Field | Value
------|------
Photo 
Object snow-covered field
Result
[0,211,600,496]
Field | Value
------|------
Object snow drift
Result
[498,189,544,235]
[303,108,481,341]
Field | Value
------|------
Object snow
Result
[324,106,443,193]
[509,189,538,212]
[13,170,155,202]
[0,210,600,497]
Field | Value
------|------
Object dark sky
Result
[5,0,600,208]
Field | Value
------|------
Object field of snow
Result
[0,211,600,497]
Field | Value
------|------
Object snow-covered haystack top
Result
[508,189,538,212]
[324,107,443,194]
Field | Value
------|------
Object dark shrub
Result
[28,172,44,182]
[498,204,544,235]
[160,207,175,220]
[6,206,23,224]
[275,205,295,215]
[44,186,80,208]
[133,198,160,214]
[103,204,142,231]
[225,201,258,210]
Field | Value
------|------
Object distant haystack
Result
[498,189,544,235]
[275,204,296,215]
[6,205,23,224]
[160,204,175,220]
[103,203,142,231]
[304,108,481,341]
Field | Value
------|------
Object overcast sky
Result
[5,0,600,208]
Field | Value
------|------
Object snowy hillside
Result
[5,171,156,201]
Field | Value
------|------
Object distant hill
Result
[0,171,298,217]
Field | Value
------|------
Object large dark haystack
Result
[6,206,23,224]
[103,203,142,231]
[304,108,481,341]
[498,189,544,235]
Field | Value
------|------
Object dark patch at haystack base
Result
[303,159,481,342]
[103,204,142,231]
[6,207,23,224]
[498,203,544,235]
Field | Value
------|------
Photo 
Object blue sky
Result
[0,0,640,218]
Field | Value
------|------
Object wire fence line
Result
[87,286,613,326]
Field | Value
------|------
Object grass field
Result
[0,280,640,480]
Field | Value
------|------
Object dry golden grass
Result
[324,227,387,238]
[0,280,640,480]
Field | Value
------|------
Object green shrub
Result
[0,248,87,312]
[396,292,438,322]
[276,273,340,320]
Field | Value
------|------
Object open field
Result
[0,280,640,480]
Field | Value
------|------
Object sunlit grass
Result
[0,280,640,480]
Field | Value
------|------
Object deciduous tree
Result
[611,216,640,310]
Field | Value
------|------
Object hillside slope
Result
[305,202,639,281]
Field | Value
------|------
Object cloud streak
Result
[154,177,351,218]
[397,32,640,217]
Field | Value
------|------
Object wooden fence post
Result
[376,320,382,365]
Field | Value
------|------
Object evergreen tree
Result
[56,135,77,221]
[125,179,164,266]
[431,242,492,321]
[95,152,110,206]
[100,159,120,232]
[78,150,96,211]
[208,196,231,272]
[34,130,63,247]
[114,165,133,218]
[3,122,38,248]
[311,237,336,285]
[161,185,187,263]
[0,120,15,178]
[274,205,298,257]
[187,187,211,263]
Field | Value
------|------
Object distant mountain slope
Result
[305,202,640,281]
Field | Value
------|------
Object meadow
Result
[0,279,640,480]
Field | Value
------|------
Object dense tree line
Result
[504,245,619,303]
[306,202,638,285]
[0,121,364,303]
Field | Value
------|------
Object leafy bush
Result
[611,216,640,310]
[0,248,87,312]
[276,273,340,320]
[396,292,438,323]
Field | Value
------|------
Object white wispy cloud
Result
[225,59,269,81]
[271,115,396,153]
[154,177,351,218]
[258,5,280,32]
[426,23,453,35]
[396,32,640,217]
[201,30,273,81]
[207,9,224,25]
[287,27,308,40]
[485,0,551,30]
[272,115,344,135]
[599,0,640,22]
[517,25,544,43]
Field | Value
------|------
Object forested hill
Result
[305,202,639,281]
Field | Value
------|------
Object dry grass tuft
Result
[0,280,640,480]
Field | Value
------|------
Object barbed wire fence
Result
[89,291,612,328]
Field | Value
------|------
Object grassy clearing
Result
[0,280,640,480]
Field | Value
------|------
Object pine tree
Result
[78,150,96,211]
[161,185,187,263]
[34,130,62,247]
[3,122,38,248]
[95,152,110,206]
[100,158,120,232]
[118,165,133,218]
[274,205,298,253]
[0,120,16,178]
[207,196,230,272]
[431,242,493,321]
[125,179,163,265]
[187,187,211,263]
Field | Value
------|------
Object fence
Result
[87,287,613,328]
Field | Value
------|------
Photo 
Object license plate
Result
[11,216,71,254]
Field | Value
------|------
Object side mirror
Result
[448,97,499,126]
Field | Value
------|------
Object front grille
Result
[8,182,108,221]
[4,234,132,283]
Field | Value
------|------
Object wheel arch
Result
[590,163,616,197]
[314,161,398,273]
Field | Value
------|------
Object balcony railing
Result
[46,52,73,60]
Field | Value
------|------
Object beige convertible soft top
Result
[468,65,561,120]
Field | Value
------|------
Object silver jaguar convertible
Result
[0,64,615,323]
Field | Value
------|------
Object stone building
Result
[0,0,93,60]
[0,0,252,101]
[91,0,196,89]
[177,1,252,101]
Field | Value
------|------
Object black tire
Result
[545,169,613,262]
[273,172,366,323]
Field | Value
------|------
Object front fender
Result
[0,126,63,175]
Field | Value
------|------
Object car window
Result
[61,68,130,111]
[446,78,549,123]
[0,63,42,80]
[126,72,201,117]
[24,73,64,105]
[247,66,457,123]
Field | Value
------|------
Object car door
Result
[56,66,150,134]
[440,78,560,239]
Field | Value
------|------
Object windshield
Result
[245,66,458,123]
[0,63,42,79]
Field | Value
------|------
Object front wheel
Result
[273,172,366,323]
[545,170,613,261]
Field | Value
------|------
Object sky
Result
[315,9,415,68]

○ ○ ○

Please identify each line in the items above that contains the word "slope", and copy those lines.

Object hillside slope
Object distant mountain slope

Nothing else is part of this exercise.